[Natural-language object grounding data]
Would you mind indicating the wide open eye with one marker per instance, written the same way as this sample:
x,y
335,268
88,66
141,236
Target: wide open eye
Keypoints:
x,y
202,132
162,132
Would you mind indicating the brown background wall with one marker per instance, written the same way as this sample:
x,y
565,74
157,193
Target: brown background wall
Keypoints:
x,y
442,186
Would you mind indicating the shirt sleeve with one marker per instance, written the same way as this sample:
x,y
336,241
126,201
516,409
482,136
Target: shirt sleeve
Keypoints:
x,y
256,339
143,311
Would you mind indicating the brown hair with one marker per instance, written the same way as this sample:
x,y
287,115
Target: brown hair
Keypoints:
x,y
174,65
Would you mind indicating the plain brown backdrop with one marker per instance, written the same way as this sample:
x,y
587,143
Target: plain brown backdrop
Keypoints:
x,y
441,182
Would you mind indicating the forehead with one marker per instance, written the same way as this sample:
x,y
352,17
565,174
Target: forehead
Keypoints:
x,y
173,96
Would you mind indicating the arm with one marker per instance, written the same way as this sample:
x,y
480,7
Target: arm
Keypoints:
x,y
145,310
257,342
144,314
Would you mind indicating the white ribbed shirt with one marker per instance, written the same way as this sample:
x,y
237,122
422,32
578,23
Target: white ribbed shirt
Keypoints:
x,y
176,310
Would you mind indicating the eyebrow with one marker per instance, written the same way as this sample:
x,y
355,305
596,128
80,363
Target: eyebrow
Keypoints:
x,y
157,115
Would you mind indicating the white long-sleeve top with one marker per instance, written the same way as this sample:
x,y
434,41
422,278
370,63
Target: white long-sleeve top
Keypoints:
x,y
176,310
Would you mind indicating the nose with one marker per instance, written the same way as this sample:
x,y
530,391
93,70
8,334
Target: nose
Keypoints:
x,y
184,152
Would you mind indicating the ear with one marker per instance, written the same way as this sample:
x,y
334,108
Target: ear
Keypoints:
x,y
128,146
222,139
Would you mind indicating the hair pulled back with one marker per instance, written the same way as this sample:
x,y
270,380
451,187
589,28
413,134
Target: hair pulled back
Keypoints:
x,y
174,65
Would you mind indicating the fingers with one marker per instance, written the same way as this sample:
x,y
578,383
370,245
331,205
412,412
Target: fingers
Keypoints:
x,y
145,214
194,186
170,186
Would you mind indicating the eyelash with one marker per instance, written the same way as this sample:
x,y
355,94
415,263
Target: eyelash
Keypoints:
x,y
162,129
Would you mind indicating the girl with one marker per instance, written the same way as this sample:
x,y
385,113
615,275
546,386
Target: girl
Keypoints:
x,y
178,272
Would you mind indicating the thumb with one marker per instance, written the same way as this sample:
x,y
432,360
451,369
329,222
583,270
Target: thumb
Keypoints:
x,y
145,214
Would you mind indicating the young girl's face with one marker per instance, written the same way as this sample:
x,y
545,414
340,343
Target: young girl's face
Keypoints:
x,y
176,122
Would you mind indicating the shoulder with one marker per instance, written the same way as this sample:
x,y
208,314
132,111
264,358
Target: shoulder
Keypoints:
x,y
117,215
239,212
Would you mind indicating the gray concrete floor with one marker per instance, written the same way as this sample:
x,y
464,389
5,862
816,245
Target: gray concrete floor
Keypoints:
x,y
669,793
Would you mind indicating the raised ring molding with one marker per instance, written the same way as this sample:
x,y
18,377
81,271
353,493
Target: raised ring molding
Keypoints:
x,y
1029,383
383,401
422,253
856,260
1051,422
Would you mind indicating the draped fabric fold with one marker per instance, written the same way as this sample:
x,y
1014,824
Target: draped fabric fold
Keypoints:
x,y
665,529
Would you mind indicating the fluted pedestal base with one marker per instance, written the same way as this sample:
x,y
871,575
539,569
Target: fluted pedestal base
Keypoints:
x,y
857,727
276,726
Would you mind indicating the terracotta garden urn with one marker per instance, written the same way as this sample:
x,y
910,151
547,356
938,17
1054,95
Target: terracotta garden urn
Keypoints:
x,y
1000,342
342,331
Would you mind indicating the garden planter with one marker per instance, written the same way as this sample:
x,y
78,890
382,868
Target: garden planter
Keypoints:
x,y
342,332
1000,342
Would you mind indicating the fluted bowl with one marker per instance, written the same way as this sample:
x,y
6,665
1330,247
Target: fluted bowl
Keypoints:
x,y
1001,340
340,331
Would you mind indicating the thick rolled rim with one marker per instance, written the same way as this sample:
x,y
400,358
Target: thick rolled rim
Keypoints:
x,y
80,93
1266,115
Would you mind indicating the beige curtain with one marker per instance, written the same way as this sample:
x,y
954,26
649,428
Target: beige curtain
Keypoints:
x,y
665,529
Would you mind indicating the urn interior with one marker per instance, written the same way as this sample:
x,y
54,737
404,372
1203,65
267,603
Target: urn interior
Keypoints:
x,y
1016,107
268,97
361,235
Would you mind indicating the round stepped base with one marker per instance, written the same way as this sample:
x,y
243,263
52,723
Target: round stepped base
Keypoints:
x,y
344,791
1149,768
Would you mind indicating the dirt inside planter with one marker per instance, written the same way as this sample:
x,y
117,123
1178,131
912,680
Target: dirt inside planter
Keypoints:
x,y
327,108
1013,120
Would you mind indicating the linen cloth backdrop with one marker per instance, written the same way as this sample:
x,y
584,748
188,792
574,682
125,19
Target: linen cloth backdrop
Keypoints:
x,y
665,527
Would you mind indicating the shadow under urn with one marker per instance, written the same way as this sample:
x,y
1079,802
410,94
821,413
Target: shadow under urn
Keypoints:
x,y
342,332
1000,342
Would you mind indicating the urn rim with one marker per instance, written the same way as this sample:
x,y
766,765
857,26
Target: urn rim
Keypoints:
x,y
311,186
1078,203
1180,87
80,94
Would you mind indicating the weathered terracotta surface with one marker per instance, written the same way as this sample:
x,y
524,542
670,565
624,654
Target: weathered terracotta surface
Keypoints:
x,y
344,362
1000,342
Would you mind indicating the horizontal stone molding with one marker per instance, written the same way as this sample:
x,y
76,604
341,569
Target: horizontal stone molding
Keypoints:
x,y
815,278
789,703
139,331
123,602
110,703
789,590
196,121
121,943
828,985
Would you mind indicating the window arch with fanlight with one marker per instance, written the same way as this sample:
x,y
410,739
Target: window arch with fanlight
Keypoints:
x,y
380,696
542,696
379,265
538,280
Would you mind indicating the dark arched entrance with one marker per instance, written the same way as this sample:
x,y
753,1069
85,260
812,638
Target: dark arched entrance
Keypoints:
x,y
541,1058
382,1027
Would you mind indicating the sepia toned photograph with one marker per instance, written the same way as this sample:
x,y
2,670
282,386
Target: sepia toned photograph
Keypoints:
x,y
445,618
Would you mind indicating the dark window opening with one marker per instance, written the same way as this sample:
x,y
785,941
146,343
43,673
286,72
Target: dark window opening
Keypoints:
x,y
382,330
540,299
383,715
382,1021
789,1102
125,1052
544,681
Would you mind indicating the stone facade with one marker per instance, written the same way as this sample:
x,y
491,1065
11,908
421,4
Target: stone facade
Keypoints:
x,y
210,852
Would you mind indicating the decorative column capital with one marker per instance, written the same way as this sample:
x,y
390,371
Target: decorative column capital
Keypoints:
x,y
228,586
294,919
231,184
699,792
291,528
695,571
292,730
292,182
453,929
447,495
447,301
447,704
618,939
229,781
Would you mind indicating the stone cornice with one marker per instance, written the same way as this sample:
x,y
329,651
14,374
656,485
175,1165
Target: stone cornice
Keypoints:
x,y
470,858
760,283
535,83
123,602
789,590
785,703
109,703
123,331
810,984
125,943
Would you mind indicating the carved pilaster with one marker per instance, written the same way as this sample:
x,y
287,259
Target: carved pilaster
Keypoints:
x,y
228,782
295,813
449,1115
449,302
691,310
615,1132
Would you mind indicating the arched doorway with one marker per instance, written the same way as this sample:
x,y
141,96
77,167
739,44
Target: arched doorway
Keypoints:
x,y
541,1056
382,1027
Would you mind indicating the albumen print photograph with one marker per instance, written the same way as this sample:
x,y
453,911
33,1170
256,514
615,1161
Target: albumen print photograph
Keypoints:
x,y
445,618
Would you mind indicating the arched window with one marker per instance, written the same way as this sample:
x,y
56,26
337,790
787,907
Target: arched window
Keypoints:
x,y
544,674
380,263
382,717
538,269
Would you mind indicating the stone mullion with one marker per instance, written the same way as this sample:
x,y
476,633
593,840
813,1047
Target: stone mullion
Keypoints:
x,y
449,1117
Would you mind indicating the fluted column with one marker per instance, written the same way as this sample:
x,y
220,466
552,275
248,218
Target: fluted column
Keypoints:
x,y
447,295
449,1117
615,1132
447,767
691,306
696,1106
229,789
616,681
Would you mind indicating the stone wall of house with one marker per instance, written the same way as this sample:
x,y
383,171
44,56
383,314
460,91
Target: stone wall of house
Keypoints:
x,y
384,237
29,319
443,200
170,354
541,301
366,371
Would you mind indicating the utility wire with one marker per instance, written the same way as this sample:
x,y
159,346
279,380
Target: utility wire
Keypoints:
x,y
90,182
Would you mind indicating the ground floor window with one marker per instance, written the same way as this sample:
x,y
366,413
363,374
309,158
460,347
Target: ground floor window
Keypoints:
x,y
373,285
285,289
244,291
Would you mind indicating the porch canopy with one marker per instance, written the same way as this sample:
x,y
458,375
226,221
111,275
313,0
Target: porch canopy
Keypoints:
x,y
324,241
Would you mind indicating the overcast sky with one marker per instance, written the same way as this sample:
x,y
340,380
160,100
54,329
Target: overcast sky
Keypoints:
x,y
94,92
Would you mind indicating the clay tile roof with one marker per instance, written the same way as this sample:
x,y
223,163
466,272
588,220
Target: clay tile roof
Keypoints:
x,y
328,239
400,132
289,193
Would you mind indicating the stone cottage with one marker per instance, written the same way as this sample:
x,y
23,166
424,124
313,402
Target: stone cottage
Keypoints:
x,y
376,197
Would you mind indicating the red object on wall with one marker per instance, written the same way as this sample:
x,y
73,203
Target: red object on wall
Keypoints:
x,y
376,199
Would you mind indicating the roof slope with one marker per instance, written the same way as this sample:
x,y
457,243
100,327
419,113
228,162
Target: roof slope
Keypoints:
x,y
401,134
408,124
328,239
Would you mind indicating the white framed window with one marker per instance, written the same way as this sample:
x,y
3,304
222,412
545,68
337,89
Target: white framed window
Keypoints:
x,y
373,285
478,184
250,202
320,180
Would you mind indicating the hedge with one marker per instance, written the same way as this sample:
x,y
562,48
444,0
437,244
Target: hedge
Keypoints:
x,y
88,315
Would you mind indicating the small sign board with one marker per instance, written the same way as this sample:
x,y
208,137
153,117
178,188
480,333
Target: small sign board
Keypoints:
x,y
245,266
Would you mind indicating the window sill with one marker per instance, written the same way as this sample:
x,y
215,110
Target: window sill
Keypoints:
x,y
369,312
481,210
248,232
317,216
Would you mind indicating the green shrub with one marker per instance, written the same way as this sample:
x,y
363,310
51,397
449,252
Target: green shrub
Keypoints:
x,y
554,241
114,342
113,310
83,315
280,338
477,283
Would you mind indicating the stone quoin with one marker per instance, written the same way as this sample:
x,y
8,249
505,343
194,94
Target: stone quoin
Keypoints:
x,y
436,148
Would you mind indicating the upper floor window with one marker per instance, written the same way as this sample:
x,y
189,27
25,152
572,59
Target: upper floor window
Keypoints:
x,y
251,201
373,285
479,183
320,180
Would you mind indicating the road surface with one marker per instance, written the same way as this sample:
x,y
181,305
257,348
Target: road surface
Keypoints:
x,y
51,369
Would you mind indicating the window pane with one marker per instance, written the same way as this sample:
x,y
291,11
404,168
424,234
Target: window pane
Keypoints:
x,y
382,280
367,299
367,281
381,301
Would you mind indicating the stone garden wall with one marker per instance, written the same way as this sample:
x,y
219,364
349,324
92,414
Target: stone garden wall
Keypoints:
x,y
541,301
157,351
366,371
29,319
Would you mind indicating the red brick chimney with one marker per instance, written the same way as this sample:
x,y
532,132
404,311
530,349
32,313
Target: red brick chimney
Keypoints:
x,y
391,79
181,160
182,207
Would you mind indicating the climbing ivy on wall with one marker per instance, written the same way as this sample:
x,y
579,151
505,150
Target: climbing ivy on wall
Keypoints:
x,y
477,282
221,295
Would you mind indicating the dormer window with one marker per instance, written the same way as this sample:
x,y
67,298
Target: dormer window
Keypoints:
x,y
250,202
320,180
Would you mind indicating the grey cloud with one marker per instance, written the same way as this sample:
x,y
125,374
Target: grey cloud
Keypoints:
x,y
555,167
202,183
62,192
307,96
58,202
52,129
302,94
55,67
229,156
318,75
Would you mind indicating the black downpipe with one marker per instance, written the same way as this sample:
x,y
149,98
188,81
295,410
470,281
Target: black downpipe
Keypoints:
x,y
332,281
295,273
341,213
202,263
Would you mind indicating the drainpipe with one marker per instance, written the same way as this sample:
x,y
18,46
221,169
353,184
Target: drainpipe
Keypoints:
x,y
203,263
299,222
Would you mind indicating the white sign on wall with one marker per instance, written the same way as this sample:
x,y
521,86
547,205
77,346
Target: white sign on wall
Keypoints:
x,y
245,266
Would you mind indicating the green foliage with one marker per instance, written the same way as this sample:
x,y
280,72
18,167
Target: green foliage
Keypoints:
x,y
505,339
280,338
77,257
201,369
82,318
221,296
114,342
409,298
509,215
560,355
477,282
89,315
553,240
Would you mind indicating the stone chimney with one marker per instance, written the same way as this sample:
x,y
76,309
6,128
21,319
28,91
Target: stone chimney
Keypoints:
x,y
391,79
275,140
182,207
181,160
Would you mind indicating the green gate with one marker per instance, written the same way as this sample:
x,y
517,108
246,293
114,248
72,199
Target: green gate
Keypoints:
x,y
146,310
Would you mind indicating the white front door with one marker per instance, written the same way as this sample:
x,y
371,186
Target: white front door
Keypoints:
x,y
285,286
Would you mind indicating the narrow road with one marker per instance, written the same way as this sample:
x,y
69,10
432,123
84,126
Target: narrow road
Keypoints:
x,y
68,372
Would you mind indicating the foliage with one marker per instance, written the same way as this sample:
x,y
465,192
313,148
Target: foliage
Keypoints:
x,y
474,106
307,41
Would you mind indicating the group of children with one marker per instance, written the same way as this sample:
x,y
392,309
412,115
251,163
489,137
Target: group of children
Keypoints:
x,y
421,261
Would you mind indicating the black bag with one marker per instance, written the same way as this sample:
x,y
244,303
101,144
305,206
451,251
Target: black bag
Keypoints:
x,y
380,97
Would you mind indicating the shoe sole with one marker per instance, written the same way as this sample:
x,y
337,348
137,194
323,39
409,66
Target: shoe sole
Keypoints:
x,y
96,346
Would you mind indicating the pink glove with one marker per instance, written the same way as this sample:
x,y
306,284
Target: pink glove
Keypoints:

◆ **Task details**
When a line of the data holds the string "brick", pick it out and copy it.

◆ **Final answer**
Would you mind indicating the red brick chimney with one marker per instance, written the same way as this sample:
Target: red brick chimney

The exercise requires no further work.